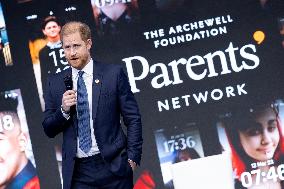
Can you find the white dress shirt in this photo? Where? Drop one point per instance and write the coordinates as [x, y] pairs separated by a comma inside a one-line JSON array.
[[88, 79]]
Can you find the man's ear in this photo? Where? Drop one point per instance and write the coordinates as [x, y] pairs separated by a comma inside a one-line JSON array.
[[43, 31], [23, 142]]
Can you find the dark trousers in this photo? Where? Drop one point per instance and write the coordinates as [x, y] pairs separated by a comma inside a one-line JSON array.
[[93, 173]]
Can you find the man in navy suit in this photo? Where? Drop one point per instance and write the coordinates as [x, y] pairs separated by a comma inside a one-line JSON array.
[[96, 153]]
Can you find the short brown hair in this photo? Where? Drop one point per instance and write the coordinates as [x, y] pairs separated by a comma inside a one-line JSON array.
[[76, 26]]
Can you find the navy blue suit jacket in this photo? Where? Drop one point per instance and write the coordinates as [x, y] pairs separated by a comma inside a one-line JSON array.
[[111, 98]]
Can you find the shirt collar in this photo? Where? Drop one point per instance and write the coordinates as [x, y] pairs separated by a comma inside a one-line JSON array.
[[88, 69]]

+ + +

Reproduce every row above, requests included, but omit the pictures. In each answer, multiply every coordinate by 0.2 and round it to a whole number, rounding halves up.

### RESPONSE BELOW
Can you find the white dress shirt in this photo? Where? Drop one point per instance and write the coordinates as [x, y] pairs separated by a comma inside a one-line JSON array.
[[18, 16]]
Can you find the man's ear in this photo? Where? Drop one point per instance and write the coordinates as [x, y] pairs separated by a comma inside a one-line JSON array.
[[9, 6], [5, 28]]
Can you find the dark trousers in this photo? Where? Drop one point per instance and write the coordinates as [x, y] pairs separated by a comma inside a one-line JSON array.
[[19, 35]]
Can you find the man in navy suit in this photo? Where? Drop one point per instance and write the coordinates as [x, y] pairs separated by a comma inside a one-line JSON array.
[[19, 31]]
Can you find the short brown hair in this photo? Where? Drop one point per instance and write the coordinates as [x, y] pairs separated by a comma inside a one-line JSON array.
[[15, 5]]
Can you find the navy blue suit jacket in this photo? Where? Drop one point per instance and write the coordinates as [x, y] pairs separated by a comma inside a one-line JSON array.
[[22, 20]]
Can you find the shirt collar in this photo? Where? Drop one point per instance and write the coordinates as [x, y] pairs separated by a comma inside a one-line JSON array.
[[18, 14]]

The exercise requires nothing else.